▸ WHAT TO PRODUCE:
Everything in the data except the pictures belongs in your answer, copied exactly.

▸ SUPPLIED DATA:
Start of Block

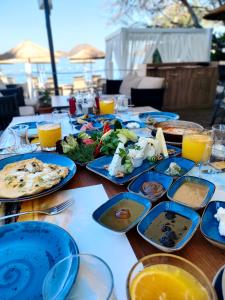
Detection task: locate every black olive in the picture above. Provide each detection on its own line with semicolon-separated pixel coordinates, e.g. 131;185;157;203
165;231;178;240
161;224;171;232
160;236;175;247
165;211;176;220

End of Block

▸ EXERCISE SOLUTION:
Detection task: locate every black olive in the picture above. Provide each detection on its own line with semicolon-separated pixel coordinates, e.g. 131;185;157;203
165;231;178;240
161;224;171;232
160;236;175;247
165;211;176;220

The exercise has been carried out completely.